**Directions for this task:**
Please count the lines below that contain the word "priest" and give only the number.

**Provided data:**
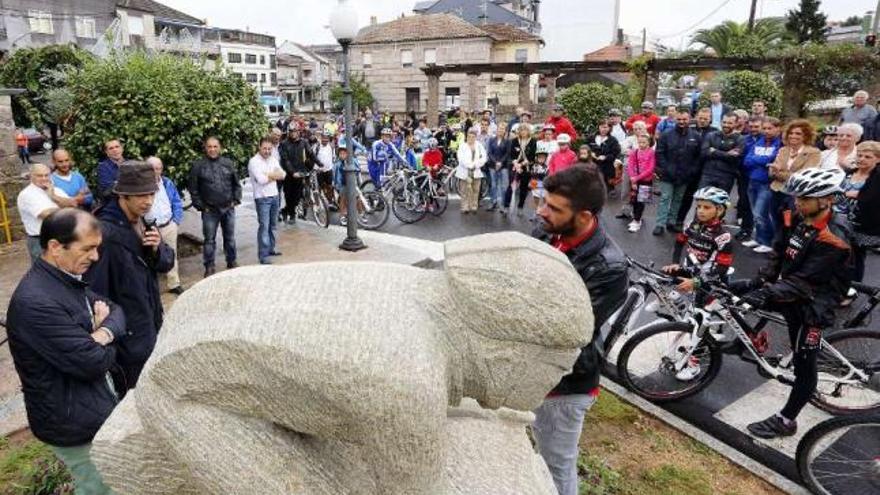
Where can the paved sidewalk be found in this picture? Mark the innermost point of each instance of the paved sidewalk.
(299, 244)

* * *

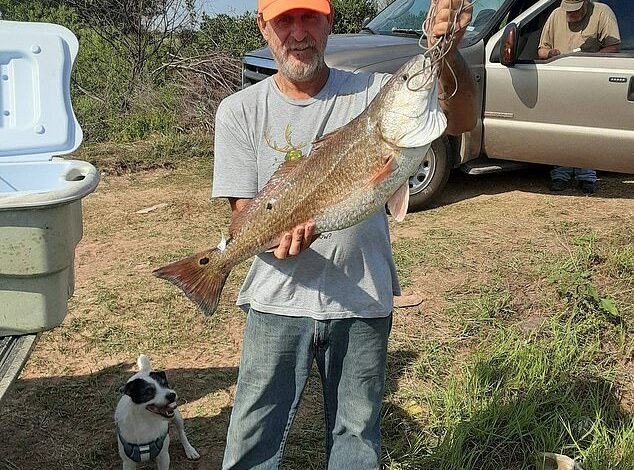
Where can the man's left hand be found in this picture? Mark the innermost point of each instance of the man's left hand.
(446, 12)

==

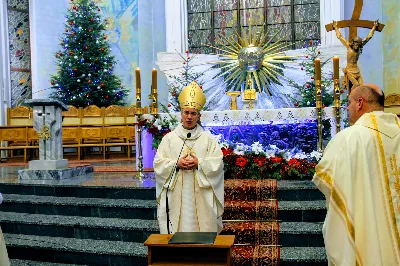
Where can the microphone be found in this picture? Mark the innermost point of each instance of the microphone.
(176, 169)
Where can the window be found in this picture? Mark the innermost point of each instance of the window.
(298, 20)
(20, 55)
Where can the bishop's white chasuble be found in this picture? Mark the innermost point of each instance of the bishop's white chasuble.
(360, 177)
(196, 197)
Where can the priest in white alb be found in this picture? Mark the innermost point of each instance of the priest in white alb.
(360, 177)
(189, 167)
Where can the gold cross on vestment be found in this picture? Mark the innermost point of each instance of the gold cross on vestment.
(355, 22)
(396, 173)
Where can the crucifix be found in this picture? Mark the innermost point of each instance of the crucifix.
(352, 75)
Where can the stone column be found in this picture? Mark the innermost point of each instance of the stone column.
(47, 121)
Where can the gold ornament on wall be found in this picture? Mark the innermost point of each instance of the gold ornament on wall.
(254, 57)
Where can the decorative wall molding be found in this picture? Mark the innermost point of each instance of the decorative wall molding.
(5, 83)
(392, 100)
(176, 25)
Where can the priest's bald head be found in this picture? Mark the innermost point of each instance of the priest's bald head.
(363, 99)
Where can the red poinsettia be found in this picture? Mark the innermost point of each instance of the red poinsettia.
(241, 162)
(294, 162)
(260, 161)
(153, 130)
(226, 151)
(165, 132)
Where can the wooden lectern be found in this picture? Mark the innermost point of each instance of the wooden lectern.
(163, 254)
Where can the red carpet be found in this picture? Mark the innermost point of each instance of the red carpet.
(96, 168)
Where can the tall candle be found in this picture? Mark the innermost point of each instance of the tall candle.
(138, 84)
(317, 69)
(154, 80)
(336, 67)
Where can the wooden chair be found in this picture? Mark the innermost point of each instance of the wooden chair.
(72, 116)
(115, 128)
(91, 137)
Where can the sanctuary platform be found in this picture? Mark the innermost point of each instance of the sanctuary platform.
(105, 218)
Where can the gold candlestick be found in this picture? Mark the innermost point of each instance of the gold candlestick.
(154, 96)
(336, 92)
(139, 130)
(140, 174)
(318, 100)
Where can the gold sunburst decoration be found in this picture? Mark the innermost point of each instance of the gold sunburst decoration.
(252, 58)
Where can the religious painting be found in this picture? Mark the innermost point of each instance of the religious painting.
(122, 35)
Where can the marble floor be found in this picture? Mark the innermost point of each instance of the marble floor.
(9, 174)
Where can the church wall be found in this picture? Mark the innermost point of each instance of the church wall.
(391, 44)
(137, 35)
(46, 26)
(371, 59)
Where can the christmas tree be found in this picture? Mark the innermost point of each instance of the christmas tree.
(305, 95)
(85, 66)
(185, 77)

**Answer to this task:**
2